INSTRUCTIONS FOR THE TASK: According to the digestion notes, which vitamin do bacteria in the large intestine produce?
Segment Start: SOURCE EXTRACT
The large intestine does NOT perform significant digestion. Its main function is:
- Absorbing water from undigested food remains
- Absorbing some minerals (like sodium)
- Forming and storing faeces in the rectum until egestion
Some bacteria in the large intestine can break down certain plant fibres, and they also produce vitamin K — but this is minor compared to the small intestine’s role.
Q8. Distinguish between mechanical and chemical digestion with one example of each.
| Mechanical Digestion | Chemical Digestion | |
|---|---|---|
| Definition | Physical breakdown of food into smaller pieces — no change in chemical composition | Enzymatic breakdown — food molecules are broken into simpler molecules |
| Example | Chewing food with teeth in the mouth | Salivary amylase breaking starch into maltose |
| Result | Smaller pieces of the same food | New, simpler molecules (sugars, amino acids, fatty acids) |
Both types work together — mechanical digestion increases surface area, making chemical digestion more efficient.
FAQs
Why can’t animals make their own food like plants?
Segment End: SOURCE EXTRACT
Segment Start: RECORDS
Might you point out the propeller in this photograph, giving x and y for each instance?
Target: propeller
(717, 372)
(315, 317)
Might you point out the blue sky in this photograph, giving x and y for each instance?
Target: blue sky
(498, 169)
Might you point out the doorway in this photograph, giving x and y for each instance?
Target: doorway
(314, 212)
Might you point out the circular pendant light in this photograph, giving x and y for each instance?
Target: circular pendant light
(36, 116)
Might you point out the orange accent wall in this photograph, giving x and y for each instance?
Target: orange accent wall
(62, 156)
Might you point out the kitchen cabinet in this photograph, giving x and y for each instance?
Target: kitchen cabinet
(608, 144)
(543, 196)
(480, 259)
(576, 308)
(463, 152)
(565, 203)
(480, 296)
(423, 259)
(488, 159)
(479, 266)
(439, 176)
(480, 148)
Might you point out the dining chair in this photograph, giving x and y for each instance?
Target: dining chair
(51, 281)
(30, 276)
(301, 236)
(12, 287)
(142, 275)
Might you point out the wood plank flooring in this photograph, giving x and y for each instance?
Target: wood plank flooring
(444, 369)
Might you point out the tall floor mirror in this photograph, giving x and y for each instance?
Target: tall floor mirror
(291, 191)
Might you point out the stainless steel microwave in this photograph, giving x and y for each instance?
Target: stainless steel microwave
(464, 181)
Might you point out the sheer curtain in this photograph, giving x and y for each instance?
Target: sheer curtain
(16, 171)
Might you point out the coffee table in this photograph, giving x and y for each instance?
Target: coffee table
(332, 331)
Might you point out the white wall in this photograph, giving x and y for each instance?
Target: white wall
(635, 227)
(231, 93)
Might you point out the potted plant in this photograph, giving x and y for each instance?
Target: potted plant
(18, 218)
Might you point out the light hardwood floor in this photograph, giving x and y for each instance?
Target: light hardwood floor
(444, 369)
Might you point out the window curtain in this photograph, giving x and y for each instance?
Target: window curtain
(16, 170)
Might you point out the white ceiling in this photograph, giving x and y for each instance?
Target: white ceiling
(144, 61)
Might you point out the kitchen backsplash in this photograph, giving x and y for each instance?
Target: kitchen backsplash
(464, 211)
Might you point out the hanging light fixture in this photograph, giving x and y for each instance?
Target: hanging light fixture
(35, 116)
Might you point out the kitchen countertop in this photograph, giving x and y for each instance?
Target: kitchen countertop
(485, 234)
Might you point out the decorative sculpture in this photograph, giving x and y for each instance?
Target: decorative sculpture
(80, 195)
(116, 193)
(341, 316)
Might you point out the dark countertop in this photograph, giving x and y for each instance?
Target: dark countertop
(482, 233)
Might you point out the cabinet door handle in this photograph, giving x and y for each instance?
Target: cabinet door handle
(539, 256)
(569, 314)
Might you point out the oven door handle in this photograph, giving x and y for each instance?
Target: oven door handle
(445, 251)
Segment End: RECORDS
COMPLETED EXERCISE: Vitamin K.